- Passage to read:
================================

Skip to content

GSoC 2011 Application Ben McDonald: Optimising SymPy using Cython

benjaminmcdonald edited this page Apr 8, 2011 · 8 revisions

Abstract

The SymPy linear algebra library is extensive and has many tools. The extensive tool set can be used for a large range of problems (solving linear systems, physics, statistics problems, ...). Yet the application of SymPy to problems can be limited by the slow performance of the CPython interpreter it makes use of.

This project aims to unshackle SymPy from the slow CPython compiler so it can be applied to computationally intensive problems such as physics simulations and image processing. This project will make use of the Cython language, which allows a compiler to generate efficient C code from Python code. The generated code could potentially increase the performance of SymPy 100-1000 times [ref].

Deliverables

  • Increase the performance of SymPy.
  • Add Cython code to chosen modules.
  • Create tests and benchmarks for compiled Cython code.
  • Create a mature build system for Cython in SymPy that will produce binaries on major platforms.

In addition to improving to SymPy performance, I hope to enhance the infrastructure to compile, test and distribute Cython code on SymPy. I will focus on producing an infrastructure that will allow the painless addition of Cython code to the SymPy project in the future.

Schedule

I am able to commit to 40 hours per week during the Google Summer of Code period. I will also be committing to 6 hours per week tutoring Python and algorithm classes during this period.

================================

- Records for this task:
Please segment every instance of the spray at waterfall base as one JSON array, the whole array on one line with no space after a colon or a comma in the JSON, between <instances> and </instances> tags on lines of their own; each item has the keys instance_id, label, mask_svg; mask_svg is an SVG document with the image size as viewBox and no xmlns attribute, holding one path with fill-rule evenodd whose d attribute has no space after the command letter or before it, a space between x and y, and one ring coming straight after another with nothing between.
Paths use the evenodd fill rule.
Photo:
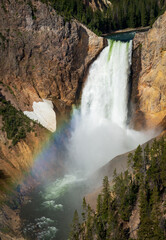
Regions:
<instances>
[{"instance_id":1,"label":"spray at waterfall base","mask_svg":"<svg viewBox=\"0 0 166 240\"><path fill-rule=\"evenodd\" d=\"M70 204L72 209L81 206L83 179L113 157L134 149L153 136L153 132L137 132L126 124L131 53L132 41L108 41L108 46L90 67L80 108L73 110L71 122L53 135L51 143L35 162L33 174L40 169L39 176L40 171L44 176L44 166L48 173L53 172L53 177L45 179L45 184L34 193L35 214L28 215L26 207L23 209L26 223L32 229L31 233L25 229L30 239L47 239L48 236L65 239L72 219L72 213L68 212ZM61 160L68 175L56 179L54 162ZM29 204L27 209L33 208ZM43 221L40 231L34 228L36 222ZM51 233L53 230L54 234Z\"/></svg>"}]
</instances>

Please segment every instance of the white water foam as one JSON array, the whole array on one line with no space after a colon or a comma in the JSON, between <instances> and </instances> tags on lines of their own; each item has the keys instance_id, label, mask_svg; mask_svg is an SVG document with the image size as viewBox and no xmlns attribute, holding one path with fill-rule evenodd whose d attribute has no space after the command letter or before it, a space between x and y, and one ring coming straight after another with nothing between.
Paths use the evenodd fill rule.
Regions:
<instances>
[{"instance_id":1,"label":"white water foam","mask_svg":"<svg viewBox=\"0 0 166 240\"><path fill-rule=\"evenodd\" d=\"M68 145L72 167L90 173L149 140L126 125L132 41L110 41L92 64Z\"/></svg>"}]
</instances>

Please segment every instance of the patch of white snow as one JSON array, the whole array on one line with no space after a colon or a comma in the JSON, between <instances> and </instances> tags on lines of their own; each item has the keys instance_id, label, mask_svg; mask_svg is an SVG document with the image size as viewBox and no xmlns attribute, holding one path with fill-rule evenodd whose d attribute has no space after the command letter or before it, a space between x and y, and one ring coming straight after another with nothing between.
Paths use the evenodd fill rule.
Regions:
<instances>
[{"instance_id":1,"label":"patch of white snow","mask_svg":"<svg viewBox=\"0 0 166 240\"><path fill-rule=\"evenodd\" d=\"M51 132L56 130L56 114L50 100L43 99L43 102L33 102L33 112L25 111L24 114L30 119L39 122Z\"/></svg>"}]
</instances>

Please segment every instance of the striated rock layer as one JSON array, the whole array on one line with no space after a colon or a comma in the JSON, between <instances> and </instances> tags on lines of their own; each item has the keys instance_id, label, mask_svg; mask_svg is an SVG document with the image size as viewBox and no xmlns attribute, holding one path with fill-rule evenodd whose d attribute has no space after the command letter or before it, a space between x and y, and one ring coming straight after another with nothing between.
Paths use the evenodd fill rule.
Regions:
<instances>
[{"instance_id":1,"label":"striated rock layer","mask_svg":"<svg viewBox=\"0 0 166 240\"><path fill-rule=\"evenodd\" d=\"M40 1L3 1L0 7L0 95L18 110L49 99L58 114L79 99L90 63L106 41L77 21L65 22ZM3 128L0 118L0 126ZM13 177L32 163L45 140L38 127L11 147L0 131L0 169ZM47 135L47 134L46 134ZM13 173L12 173L13 172Z\"/></svg>"},{"instance_id":2,"label":"striated rock layer","mask_svg":"<svg viewBox=\"0 0 166 240\"><path fill-rule=\"evenodd\" d=\"M135 129L153 128L166 116L166 12L133 40L132 94Z\"/></svg>"},{"instance_id":3,"label":"striated rock layer","mask_svg":"<svg viewBox=\"0 0 166 240\"><path fill-rule=\"evenodd\" d=\"M22 111L49 99L56 113L65 113L79 98L88 66L105 44L40 1L3 1L0 81L10 87Z\"/></svg>"}]
</instances>

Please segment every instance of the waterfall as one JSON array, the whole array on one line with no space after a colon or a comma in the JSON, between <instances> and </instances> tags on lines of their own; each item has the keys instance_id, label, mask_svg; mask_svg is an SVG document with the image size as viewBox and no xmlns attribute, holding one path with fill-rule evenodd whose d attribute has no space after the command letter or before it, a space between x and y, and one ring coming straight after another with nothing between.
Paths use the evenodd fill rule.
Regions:
<instances>
[{"instance_id":1,"label":"waterfall","mask_svg":"<svg viewBox=\"0 0 166 240\"><path fill-rule=\"evenodd\" d=\"M92 65L81 101L81 116L92 116L94 124L108 119L124 127L127 121L128 76L132 41L109 45Z\"/></svg>"},{"instance_id":2,"label":"waterfall","mask_svg":"<svg viewBox=\"0 0 166 240\"><path fill-rule=\"evenodd\" d=\"M72 166L93 171L150 138L126 125L131 53L132 41L108 40L90 67L80 109L74 110L72 119Z\"/></svg>"}]
</instances>

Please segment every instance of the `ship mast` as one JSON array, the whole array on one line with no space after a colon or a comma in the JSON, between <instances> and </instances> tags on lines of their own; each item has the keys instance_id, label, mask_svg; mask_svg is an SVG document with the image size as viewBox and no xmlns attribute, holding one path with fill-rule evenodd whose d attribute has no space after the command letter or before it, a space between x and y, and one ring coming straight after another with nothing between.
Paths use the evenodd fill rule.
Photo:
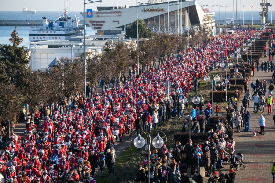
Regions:
<instances>
[{"instance_id":1,"label":"ship mast","mask_svg":"<svg viewBox=\"0 0 275 183\"><path fill-rule=\"evenodd\" d=\"M69 9L68 8L68 7L67 6L67 3L68 2L68 1L64 0L64 5L63 5L63 7L64 7L64 8L61 9L64 10L64 15L65 16L67 16L67 15L68 15L68 10Z\"/></svg>"}]
</instances>

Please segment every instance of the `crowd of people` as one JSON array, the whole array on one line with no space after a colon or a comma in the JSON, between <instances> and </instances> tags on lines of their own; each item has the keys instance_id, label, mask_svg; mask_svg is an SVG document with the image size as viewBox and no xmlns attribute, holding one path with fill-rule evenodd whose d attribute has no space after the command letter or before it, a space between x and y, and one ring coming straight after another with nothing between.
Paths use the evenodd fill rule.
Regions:
<instances>
[{"instance_id":1,"label":"crowd of people","mask_svg":"<svg viewBox=\"0 0 275 183\"><path fill-rule=\"evenodd\" d=\"M113 89L107 86L100 94L95 91L90 98L89 92L77 92L60 101L45 105L33 116L26 103L22 108L26 124L25 137L16 134L13 125L8 129L11 135L6 145L2 146L5 149L0 156L0 173L10 183L46 183L58 180L90 183L94 182L95 169L99 167L101 177L104 178L107 166L108 176L111 176L114 174L116 140L122 141L122 136L127 133L130 135L134 127L137 130L147 130L148 133L152 126L156 130L157 124L161 125L170 119L173 108L180 103L181 96L187 96L191 85L197 89L198 80L206 75L208 66L222 62L227 64L228 54L242 47L244 43L258 31L244 29L233 35L213 37L211 41L197 48L189 47L183 51L185 57L178 59L172 57L164 59L158 69L152 66L147 71L137 75L129 72L130 74L123 79L123 82L118 81ZM223 60L221 59L223 52L225 55ZM168 80L174 89L169 95L175 95L174 100L165 93ZM87 87L89 92L89 86ZM235 124L236 121L239 121L240 125L237 128L239 132L242 121L240 112L234 109L234 99L233 98L227 108L227 117L229 122L232 121L231 119L234 120ZM200 118L203 101L202 102L192 106L193 113L189 117L192 119L194 132L204 132L206 126L210 124L212 106L208 104L204 111L205 117L201 115ZM177 105L178 117L182 117L184 106ZM217 111L217 106L215 109ZM204 125L197 124L201 118ZM225 155L233 153L235 142L233 137L233 123L224 126L218 119L209 132L209 138L201 144L196 145L197 148L194 152L193 146L195 145L190 139L184 147L178 143L174 149L168 150L164 145L152 152L143 167L139 167L136 180L138 181L141 177L143 181L145 176L149 176L157 182L189 182L186 172L182 174L180 166L181 153L184 152L189 155L189 165L191 156L195 156L197 166L199 163L202 163L202 165L207 165L208 176L215 174L211 178L212 182L219 180L223 174L216 174L215 169L222 168ZM1 129L0 137L5 136L5 128ZM162 170L159 172L160 167ZM144 174L143 171L146 168L150 170L149 175ZM199 171L195 171L195 174L193 180L202 182L200 181ZM232 180L229 182L234 182L235 174L232 169L225 177ZM182 181L184 180L186 181Z\"/></svg>"}]
</instances>

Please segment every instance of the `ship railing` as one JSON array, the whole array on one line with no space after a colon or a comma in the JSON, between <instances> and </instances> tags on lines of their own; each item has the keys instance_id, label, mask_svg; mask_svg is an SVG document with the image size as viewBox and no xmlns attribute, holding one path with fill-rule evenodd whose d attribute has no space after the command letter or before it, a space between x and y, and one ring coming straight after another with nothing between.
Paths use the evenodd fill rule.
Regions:
<instances>
[{"instance_id":1,"label":"ship railing","mask_svg":"<svg viewBox=\"0 0 275 183\"><path fill-rule=\"evenodd\" d=\"M74 27L31 27L30 28L30 30L34 31L35 30L61 30L61 31L68 31L69 30L73 30Z\"/></svg>"}]
</instances>

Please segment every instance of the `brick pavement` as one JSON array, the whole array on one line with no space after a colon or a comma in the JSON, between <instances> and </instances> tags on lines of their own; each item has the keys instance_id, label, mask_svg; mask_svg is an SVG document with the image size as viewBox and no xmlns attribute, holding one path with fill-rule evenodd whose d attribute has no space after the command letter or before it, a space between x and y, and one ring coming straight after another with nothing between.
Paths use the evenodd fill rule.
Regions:
<instances>
[{"instance_id":1,"label":"brick pavement","mask_svg":"<svg viewBox=\"0 0 275 183\"><path fill-rule=\"evenodd\" d=\"M261 59L260 63L262 60L264 61L268 60L268 58ZM250 78L249 85L251 92L251 90L250 84L252 81L255 83L257 78L260 81L265 79L268 84L267 87L268 88L270 80L272 79L273 72L266 73L262 71L261 69L259 70L259 72L255 71L255 76ZM268 92L268 89L267 90ZM265 98L266 98L267 95L266 95ZM240 97L241 99L242 98ZM242 105L241 101L240 102L239 106ZM267 114L267 107L265 107L266 108L265 109L266 112L262 114L266 119L265 134L264 136L257 135L254 137L252 134L252 132L260 130L258 120L260 114L255 114L253 112L253 103L251 100L250 106L248 109L251 114L249 131L244 132L243 130L244 128L242 128L240 133L234 133L233 135L236 142L235 154L240 152L243 154L244 164L247 167L247 169L245 170L241 167L238 171L236 171L236 168L234 169L237 174L235 182L272 182L272 178L270 170L272 163L275 160L275 128L273 120L275 108L273 106L272 114L269 115ZM226 164L227 163L225 163L225 166L223 166L225 168L223 170L228 172L229 165Z\"/></svg>"}]
</instances>

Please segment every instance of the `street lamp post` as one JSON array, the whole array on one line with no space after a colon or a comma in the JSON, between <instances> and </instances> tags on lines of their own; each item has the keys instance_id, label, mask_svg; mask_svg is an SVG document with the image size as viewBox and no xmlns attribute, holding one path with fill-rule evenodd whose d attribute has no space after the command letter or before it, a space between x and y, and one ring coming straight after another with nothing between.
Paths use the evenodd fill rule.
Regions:
<instances>
[{"instance_id":1,"label":"street lamp post","mask_svg":"<svg viewBox=\"0 0 275 183\"><path fill-rule=\"evenodd\" d=\"M212 4L211 4L211 13L212 13L212 9L213 8L213 7L215 7L215 6L218 6L218 5L213 5ZM212 26L212 22L213 22L213 16L211 16L211 33L212 33L212 29L213 28L213 26Z\"/></svg>"},{"instance_id":2,"label":"street lamp post","mask_svg":"<svg viewBox=\"0 0 275 183\"><path fill-rule=\"evenodd\" d=\"M201 4L201 3L200 3L200 35L201 35L201 29L202 29L202 24L203 21L201 20L201 7L204 7L204 6L208 6L208 5L203 5Z\"/></svg>"},{"instance_id":3,"label":"street lamp post","mask_svg":"<svg viewBox=\"0 0 275 183\"><path fill-rule=\"evenodd\" d=\"M137 54L137 62L138 64L138 70L137 72L138 72L138 72L139 71L139 63L138 62L138 57L139 53L138 52L138 0L137 0L137 51L138 54Z\"/></svg>"},{"instance_id":4,"label":"street lamp post","mask_svg":"<svg viewBox=\"0 0 275 183\"><path fill-rule=\"evenodd\" d=\"M137 131L138 135L138 136L136 137L135 139L134 140L134 145L136 147L138 148L139 149L142 148L144 146L144 145L145 145L145 140L144 139L144 138L141 137L141 135L140 135L140 132L141 132L145 135L146 135L147 136L147 140L146 142L146 144L147 145L148 145L148 161L147 164L147 166L148 167L148 183L150 183L150 167L149 167L149 166L150 166L150 145L151 144L151 135L150 135L150 134L148 133L146 134L146 133L141 131L138 130ZM152 133L152 135L155 132L156 132L157 135L156 136L156 137L153 139L153 140L152 141L152 144L153 145L153 146L155 148L161 148L163 146L163 145L164 144L164 141L163 140L163 139L160 136L160 135L159 135L159 133L160 132L162 133L164 135L165 137L166 141L165 142L167 142L167 137L166 137L166 135L165 134L163 131L155 131L153 132ZM132 135L132 136L131 136L131 141L132 141L132 137L133 137L133 135L134 134L136 134L135 133L134 133L133 134L133 135Z\"/></svg>"},{"instance_id":5,"label":"street lamp post","mask_svg":"<svg viewBox=\"0 0 275 183\"><path fill-rule=\"evenodd\" d=\"M90 4L94 2L102 2L101 0L93 1L91 0L87 0L89 1L89 2L85 2L84 0L84 88L83 91L86 93L86 22L85 18L87 16L87 13L85 9L85 5L86 4Z\"/></svg>"}]
</instances>

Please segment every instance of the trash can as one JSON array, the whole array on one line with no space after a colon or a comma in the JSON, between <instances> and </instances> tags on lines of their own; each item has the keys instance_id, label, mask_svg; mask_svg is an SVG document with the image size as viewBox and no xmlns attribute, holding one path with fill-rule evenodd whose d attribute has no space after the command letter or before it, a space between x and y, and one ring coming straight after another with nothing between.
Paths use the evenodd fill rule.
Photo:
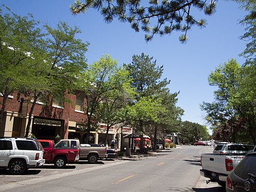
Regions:
<instances>
[{"instance_id":1,"label":"trash can","mask_svg":"<svg viewBox=\"0 0 256 192\"><path fill-rule=\"evenodd\" d=\"M126 151L125 151L125 155L126 156L131 156L131 148L130 147L127 147L126 148Z\"/></svg>"}]
</instances>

================================

- Work to do:
1 > Pick out every line of the rows above that contains the word "snow", and copy each one unchanged.
2 > Proceed with the proposal for speeding up SymPy with Cython, writing on from its final sentence.

- Answers in order:
1 >
Please segment every instance of the patch of white snow as one JSON array, the whole array on one line with no space after a colon or a comma in the JSON, between <instances> and </instances> tags on lines of their own; each item has the keys instance_id, label, mask_svg; mask_svg is an SVG document with the image size as viewBox and no xmlns attribute, holding one path with fill-rule evenodd whose d attribute has no space after the command letter or before it, a space between x and y, and one ring coming straight after another with nothing between.
[{"instance_id":1,"label":"patch of white snow","mask_svg":"<svg viewBox=\"0 0 166 240\"><path fill-rule=\"evenodd\" d=\"M51 132L56 130L56 114L50 100L43 99L43 102L33 102L33 112L25 111L24 114L30 119L39 122Z\"/></svg>"}]

2 >
Before April 25:

  • Familiarise myself with SymPy’s code, community and procedures.
  • Familiarise myself with SymPy’s current Cython use and build system.
  • Research ways to add Cython support (headers, decorators, etc.).

April 25 – May 23 (Before the official coding time):

  • I will stay in constant contact with my mentor and the SymPy community using email, voice chat or instant messaging. I will participate in community discussions during this time on SymPy’s build system, use of Cython or performance. This will allow me to become a part of the community and give me an understanding of the current direction of SymPy.
  • I will make use of this time to prioritise SymPy modules for optimisation. I will weigh community opinion, module dependence, module performance and stability of a module’s code to build a case for a prioritised list of modules to be optimised.
  • Lastly, I will report my approach of optimisation and prioritised list of modules to be optimised to the SymPy community. I will then review the feedback.

May 23 – June 11 (Official coding period starts):

  • Write Cython code for chosen SymPy modules.
  • Write tests for Cython support, including benchmarks to measure performance improvements.
  • I will tweet completion of milestones, challenges encountered and comments as I go.

MID TERM EVALUATION

July 15 – August 15:

The second half of the project will focus on code stability.

  • I will estimate the progress I can make in completing the optimisation of modules and focus on completing modules so none are left nearly completed.
  • Compile and test code on major platforms
  • Document my Cython implementation on the SymPy wiki. This information will be useful to other developers writing Cython for SymPy.
  • Work with the Cython open source project to fix bugs and optimise code if necessary.
  • Rigorous testing and bug fixes.

August 15– August 26:

  • Testing and cleaning up of code.
  • Completing documentation.

Cythonizing SymPy

HOW CYTHON BENEFITS SYMPY

  1. Improves performance.

  2. Generates static code that finds type errors.

  3. Adds functionality to the Python language (calling C code, constants).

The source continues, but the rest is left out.